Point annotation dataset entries
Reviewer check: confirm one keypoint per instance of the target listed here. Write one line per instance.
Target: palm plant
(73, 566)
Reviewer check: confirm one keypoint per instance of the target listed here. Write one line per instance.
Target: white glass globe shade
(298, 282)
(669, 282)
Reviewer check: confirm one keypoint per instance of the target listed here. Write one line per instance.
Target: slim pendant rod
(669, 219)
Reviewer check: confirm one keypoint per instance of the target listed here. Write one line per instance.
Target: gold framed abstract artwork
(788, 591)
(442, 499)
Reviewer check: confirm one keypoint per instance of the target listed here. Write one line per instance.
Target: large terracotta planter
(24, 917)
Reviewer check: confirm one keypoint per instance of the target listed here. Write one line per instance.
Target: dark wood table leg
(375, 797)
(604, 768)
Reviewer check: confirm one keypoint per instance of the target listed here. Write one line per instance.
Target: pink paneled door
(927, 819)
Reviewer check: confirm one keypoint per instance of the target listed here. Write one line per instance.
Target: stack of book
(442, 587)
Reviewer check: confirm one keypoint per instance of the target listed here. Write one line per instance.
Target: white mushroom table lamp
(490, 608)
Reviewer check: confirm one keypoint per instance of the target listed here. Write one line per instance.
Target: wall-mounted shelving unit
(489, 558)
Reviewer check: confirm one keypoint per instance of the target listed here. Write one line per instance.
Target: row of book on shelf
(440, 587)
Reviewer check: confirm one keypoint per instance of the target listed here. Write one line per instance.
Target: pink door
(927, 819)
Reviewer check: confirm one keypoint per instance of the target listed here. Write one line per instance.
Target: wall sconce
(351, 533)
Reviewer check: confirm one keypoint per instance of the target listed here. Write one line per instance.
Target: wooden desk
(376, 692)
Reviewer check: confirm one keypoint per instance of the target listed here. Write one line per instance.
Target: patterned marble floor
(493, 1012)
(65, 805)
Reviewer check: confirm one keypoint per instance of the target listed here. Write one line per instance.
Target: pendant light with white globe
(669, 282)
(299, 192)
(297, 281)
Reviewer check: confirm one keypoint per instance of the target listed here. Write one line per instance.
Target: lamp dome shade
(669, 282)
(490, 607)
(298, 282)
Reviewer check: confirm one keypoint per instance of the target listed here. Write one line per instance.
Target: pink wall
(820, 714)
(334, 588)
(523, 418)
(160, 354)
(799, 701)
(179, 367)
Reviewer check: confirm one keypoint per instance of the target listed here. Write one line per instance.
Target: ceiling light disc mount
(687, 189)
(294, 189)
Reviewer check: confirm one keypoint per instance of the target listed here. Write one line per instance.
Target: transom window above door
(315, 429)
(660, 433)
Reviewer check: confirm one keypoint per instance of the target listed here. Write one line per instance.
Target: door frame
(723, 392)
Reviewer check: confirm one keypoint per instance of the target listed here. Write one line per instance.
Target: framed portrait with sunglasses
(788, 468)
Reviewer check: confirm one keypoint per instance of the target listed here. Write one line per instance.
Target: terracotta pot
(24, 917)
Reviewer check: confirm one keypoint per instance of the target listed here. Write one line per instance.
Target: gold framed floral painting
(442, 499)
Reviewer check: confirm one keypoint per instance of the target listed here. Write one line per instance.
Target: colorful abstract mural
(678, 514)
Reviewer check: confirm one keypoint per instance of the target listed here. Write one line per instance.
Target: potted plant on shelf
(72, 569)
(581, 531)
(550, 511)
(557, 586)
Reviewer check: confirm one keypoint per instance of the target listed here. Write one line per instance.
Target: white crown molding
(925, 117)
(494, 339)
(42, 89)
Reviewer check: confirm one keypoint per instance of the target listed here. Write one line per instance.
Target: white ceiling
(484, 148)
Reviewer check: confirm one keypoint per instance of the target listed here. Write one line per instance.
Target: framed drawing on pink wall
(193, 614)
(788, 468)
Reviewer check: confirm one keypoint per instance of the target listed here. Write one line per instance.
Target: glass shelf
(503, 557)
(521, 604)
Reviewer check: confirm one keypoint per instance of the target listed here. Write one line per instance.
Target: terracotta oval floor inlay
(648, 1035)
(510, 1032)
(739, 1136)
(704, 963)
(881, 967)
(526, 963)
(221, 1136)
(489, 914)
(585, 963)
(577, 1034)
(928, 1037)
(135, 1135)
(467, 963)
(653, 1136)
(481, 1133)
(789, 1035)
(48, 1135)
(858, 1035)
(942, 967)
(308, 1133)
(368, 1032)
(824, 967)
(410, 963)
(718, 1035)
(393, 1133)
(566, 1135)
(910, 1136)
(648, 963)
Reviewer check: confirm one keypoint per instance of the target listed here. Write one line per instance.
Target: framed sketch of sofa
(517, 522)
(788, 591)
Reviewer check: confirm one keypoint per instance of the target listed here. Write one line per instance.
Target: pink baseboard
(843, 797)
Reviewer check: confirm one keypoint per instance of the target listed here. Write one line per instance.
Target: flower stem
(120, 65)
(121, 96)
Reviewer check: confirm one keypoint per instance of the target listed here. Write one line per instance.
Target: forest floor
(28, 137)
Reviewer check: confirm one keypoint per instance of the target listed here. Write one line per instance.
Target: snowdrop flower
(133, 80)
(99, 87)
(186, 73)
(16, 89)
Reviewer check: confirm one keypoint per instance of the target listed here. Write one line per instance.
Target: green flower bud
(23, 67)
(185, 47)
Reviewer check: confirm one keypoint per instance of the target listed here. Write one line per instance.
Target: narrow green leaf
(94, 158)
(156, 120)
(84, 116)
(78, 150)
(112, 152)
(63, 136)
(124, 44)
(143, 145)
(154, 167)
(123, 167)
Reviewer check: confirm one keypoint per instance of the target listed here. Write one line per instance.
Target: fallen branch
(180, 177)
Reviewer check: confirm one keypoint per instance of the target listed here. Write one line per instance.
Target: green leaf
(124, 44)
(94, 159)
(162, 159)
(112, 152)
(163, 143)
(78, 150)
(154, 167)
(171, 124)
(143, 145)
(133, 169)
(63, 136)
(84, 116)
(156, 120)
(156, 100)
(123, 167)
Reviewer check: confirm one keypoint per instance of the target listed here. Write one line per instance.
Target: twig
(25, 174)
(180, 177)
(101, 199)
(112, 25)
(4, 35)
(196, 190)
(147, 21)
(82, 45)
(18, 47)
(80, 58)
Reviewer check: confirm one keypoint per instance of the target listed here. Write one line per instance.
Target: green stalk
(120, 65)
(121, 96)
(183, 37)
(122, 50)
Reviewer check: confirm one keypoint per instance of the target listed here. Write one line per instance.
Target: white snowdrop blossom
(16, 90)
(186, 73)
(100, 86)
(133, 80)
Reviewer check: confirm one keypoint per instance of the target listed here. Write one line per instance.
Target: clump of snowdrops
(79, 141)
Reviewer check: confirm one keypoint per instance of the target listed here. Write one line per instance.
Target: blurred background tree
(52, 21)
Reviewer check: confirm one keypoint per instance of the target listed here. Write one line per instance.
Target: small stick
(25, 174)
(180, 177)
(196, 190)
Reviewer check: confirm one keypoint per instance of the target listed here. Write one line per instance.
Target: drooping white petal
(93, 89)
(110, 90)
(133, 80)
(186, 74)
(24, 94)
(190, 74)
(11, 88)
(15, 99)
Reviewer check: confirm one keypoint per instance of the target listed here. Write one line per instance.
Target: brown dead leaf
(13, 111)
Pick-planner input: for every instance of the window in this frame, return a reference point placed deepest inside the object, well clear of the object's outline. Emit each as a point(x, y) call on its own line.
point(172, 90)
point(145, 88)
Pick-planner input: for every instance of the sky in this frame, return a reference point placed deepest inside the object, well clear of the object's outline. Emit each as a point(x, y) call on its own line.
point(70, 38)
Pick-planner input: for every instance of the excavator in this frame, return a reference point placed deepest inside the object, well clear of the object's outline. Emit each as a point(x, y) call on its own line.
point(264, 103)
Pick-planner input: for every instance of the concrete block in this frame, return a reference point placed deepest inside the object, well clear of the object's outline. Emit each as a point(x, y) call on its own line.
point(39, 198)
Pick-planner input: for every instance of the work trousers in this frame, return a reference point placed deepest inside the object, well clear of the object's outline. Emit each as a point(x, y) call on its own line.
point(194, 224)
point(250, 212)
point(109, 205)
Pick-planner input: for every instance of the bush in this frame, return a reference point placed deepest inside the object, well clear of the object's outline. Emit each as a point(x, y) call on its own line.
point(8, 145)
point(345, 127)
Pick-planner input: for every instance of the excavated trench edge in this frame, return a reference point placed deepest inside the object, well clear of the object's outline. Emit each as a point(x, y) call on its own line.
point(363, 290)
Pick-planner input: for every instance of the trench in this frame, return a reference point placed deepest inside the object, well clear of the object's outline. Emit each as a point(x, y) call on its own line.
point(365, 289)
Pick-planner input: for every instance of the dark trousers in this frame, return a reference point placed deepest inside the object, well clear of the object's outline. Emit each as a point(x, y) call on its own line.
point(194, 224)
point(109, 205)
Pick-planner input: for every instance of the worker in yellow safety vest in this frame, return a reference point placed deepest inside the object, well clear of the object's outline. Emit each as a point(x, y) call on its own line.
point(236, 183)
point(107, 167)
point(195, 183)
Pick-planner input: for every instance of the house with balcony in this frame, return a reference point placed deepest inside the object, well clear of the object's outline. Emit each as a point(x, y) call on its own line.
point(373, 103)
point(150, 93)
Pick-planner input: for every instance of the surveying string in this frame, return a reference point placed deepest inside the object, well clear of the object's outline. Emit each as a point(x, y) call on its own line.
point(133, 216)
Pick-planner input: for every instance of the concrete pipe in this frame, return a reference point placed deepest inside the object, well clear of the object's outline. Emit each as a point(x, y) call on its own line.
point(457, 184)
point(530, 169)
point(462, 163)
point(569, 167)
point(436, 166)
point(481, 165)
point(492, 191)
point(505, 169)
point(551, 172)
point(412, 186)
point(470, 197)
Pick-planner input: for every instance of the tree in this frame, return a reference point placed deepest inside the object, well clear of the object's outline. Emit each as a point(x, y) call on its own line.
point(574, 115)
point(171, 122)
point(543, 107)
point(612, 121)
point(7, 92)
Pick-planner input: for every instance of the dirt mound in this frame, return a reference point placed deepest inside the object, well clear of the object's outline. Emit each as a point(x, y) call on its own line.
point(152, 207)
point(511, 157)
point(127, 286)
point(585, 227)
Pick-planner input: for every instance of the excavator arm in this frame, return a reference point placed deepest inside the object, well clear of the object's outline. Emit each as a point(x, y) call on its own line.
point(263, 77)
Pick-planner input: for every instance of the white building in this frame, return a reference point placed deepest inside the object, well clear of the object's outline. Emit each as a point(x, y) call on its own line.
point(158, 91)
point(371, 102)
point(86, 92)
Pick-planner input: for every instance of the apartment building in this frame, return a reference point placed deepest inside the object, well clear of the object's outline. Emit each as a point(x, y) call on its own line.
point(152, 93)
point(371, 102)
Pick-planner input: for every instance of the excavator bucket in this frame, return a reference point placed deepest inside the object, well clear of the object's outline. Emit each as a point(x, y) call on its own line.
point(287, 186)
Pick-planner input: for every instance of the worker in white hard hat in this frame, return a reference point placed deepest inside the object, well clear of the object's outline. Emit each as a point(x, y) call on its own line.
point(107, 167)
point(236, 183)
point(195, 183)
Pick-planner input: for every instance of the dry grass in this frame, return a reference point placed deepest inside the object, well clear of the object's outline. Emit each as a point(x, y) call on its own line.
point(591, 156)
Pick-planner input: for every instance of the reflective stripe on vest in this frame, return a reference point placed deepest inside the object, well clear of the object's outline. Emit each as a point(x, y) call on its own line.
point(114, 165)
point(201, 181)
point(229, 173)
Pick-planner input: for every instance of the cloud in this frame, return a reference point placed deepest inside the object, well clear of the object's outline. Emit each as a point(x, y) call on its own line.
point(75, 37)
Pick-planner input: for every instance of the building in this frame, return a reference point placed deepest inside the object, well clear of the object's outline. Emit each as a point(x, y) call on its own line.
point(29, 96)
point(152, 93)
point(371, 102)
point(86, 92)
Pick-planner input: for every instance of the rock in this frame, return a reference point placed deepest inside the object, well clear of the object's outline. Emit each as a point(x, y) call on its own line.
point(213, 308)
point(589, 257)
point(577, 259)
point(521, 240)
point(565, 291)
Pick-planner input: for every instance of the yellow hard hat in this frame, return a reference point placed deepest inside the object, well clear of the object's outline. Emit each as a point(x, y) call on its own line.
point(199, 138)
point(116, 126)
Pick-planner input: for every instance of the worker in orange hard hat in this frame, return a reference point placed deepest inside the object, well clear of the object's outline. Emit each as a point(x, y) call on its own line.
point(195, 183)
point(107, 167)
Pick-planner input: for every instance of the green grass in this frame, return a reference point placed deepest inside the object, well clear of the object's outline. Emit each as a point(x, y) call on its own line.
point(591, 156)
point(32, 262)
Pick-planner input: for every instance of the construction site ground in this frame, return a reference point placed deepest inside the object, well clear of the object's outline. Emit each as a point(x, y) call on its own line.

Exercise requirements: Lay out the lines from the line with "Pick-planner input: for every instance of the concrete pipe" up to and including the line with "point(7, 92)" as a JSON list of strings, one string per line, leaving out any blank lines.

Response:
[
  "Pick-planner input: for every instance of the concrete pipe in this frame, return a reference point placed deepest inside the object, well clear of the object's outline. Emit each as a point(x, y) call on its own line.",
  "point(457, 184)",
  "point(530, 169)",
  "point(462, 163)",
  "point(569, 167)",
  "point(436, 166)",
  "point(481, 165)",
  "point(492, 191)",
  "point(505, 169)",
  "point(551, 172)",
  "point(412, 186)",
  "point(470, 197)",
  "Pick-planner input: for every instance of the tree in this frame, return a reference point placed deepest inside the object, well clear of the object's outline. Emit each as a point(x, y) call on its own line.",
  "point(574, 115)",
  "point(171, 122)",
  "point(543, 107)",
  "point(612, 121)",
  "point(7, 92)"
]